- _MATERIAL PROVIDED_
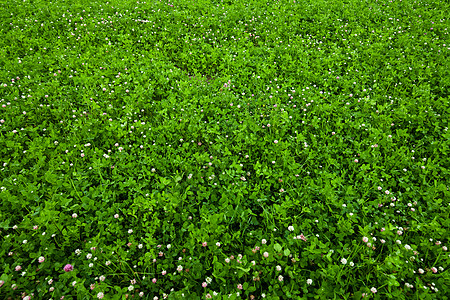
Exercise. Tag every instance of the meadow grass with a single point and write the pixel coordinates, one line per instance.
(224, 149)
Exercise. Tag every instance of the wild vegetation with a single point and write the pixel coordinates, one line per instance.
(224, 149)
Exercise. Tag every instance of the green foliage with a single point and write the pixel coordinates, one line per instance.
(224, 149)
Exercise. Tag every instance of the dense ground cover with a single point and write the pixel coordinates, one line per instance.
(224, 149)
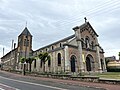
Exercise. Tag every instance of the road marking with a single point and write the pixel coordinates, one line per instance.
(35, 84)
(8, 86)
(2, 89)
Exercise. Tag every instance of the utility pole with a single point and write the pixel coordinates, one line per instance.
(11, 55)
(3, 51)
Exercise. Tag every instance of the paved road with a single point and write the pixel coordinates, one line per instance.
(22, 83)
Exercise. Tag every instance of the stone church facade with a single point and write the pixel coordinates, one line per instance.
(78, 52)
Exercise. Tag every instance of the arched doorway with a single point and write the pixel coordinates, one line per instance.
(72, 61)
(102, 64)
(89, 63)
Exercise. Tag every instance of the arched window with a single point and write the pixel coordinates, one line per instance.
(59, 59)
(35, 63)
(87, 42)
(92, 45)
(49, 63)
(41, 63)
(82, 42)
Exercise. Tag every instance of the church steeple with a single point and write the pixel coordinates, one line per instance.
(25, 32)
(25, 43)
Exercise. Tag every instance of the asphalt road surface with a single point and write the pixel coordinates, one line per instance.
(8, 82)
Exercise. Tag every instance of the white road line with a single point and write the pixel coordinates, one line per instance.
(2, 89)
(8, 86)
(34, 84)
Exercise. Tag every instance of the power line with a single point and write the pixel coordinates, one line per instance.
(92, 11)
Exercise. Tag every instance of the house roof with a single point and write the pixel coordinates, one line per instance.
(62, 40)
(25, 32)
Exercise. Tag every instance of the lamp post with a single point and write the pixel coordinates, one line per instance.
(23, 73)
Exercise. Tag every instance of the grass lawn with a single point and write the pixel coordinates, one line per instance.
(110, 75)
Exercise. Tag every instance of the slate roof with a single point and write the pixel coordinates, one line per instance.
(25, 32)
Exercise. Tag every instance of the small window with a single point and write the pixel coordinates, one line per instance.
(59, 59)
(92, 44)
(35, 63)
(49, 63)
(41, 63)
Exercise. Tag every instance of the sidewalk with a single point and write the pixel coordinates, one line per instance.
(88, 84)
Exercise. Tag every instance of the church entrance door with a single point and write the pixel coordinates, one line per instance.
(72, 61)
(89, 63)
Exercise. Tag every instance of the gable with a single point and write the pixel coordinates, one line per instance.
(89, 28)
(73, 42)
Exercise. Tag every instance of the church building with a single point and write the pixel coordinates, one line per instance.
(80, 52)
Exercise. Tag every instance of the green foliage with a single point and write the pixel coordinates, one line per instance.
(30, 60)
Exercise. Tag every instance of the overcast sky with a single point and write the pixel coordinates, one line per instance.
(52, 20)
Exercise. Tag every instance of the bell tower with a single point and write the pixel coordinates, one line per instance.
(24, 44)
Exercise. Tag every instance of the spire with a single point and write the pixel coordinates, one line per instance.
(85, 19)
(25, 32)
(26, 24)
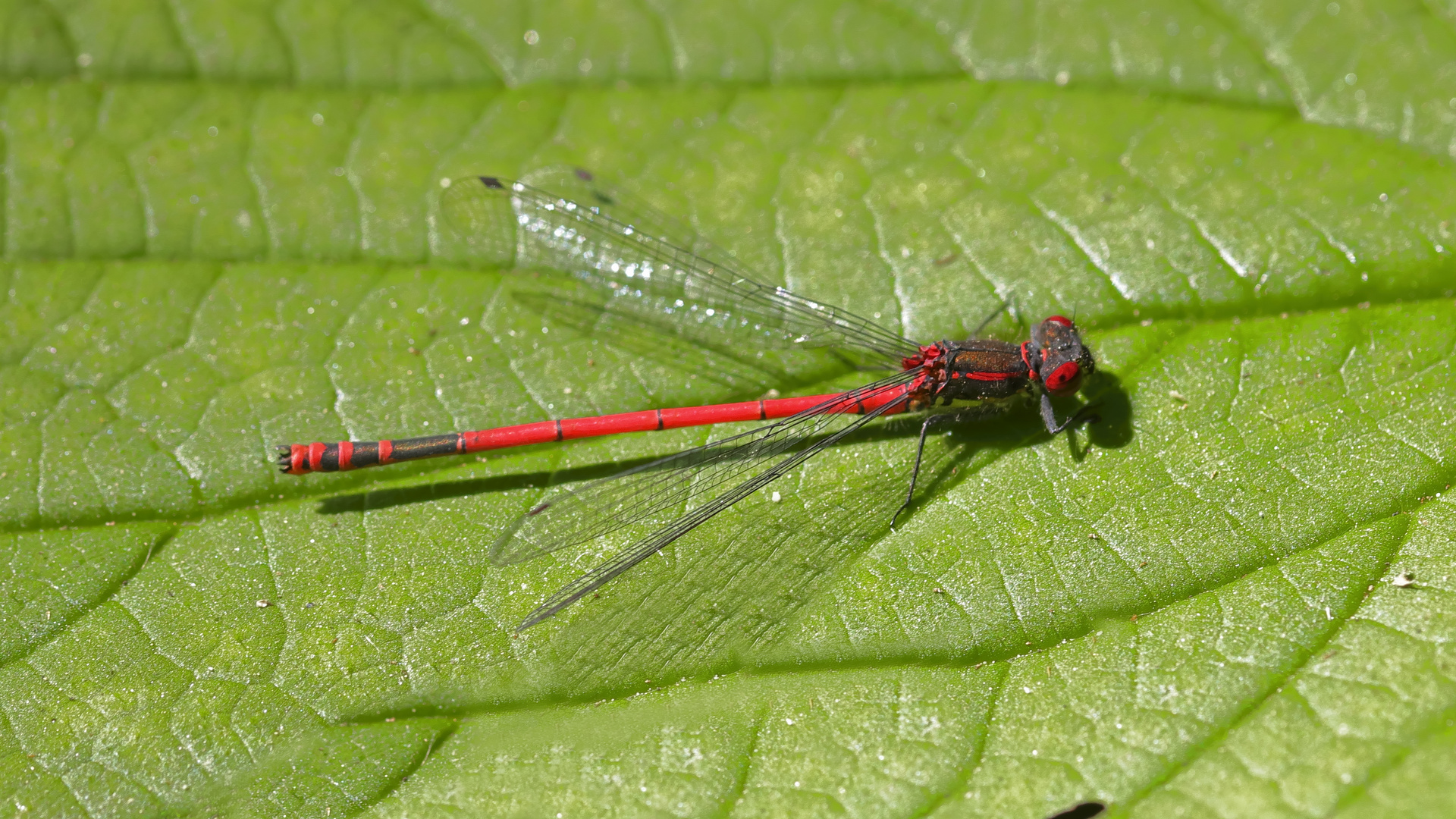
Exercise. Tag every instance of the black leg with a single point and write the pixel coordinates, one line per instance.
(915, 474)
(1049, 417)
(989, 319)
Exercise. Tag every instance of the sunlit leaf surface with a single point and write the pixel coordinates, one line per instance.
(1229, 598)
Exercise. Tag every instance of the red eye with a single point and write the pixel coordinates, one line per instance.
(1063, 376)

- _INSTRUCTIONS TO FOLLOW_
Reproduce every row above verbatim, omitting the pictures.

- _SOLUTION TO THE EXERCISE_
Exercise. Tag every instance of the meadow grass with a single point and write the pixel coordinates, one line per instance.
(224, 149)
Exercise. Tag every instance of the wild vegetation with a single point and write the pixel coordinates, one line per instance.
(224, 149)
Exercise. Tag every instance of the green foliage with a single point and write the pixel coordinates, one line per instance.
(224, 149)
Exercise. Tag every instance of the dense ground cover with a single point and write the pixel coordinates, one line per instance.
(224, 149)
Exercise. Tag every instance of the road marking with a single point and write the pixel coordinates, one line per instance.
(35, 84)
(8, 86)
(2, 89)
Exercise. Tag every instance of the utility pole with a single point and write the pixel coordinates, one line per instance.
(11, 55)
(3, 51)
Exercise. Tag every instance of the paved road with a single point and write the pixel coordinates, one line per instance.
(22, 83)
Exercise. Tag every instance of the stone church facade with a single point and write the pixel coordinates, one line per instance.
(78, 52)
Exercise. Tag every instance of the arched doorway with a single point and write the pixel coordinates, one line per instance.
(72, 61)
(102, 64)
(89, 63)
Exercise. Tag every instance of the arched window with a single point and write the pixel coordinates, one line per instance.
(59, 59)
(35, 63)
(87, 42)
(92, 45)
(49, 63)
(41, 63)
(82, 42)
Exercise. Tag every instance of the church steeple with a single point and write the pixel coordinates, one line per instance.
(25, 32)
(25, 43)
Exercise. Tag every instance of the asphalt road surface with a single point and write the pixel coordinates, one line per instance.
(8, 82)
Exercise. Tag every instance of the white road line with a single point and write the pixel coordinates, one line per instance.
(2, 89)
(8, 86)
(34, 84)
Exercise. Tag every instance of the power line with a single point and write the pixel coordinates, one line per instance.
(92, 11)
Exercise. Tag every instance of the house roof with a single point and write the pixel coordinates, one line per instance.
(62, 40)
(25, 32)
Exercise. Tag every instance of the lamp post with a single point and write the pixel coordinates, one line per instance.
(23, 73)
Exercise. Tag every instance of the grass lawn with a single point and write the pixel coordinates, one line per instance.
(110, 75)
Exercise. Tag every instance of the slate roof with a single point and write the pixel coordinates, one line per instance.
(25, 32)
Exercise. Tag every instance of the small window with a single point and write the pixel coordinates, one line per instance.
(59, 59)
(92, 44)
(35, 63)
(49, 63)
(41, 63)
Exercise. Tag every instance of the sidewalk with a single point and write the pixel coordinates, one line per instance.
(88, 84)
Exercise. Tag every instance of the church entrance door with a single point and write the pixel coordinates, one line per instance.
(72, 61)
(89, 63)
Exercise. Tag every instance of the gable with a single point and write the pixel coordinates, one line per instance.
(89, 28)
(73, 42)
Exercise. Tag every instance of the church building with a single point and write the pixel coordinates, one line per instance.
(80, 52)
Exercise. Tag every instance of the green foliage with a single point and write the pixel coordinates, one line per instance.
(30, 60)
Exercise. Tag every instance of the overcast sky with a single point and write the pixel coordinates, one line per instance.
(52, 20)
Exercise. Tag every instance of the bell tower with a single point and write the pixel coordinates, one line per instance.
(24, 44)
Exercise. Tag every instance of the spire with a single point and write the pixel coordinates, one line per instance.
(85, 19)
(25, 32)
(26, 24)
Exercise. Tag every instance of the black leg with a single point and write the pixel coordinates, one line per instance.
(915, 474)
(1049, 417)
(989, 319)
Exercise. Tag every instance of the sunlit leaf surface with a single point and write the pixel coordinates, one line per instance.
(1229, 598)
Exercise. Tag every instance of the red eye with a single point and write the pixel coordinates, one line per instance.
(1063, 376)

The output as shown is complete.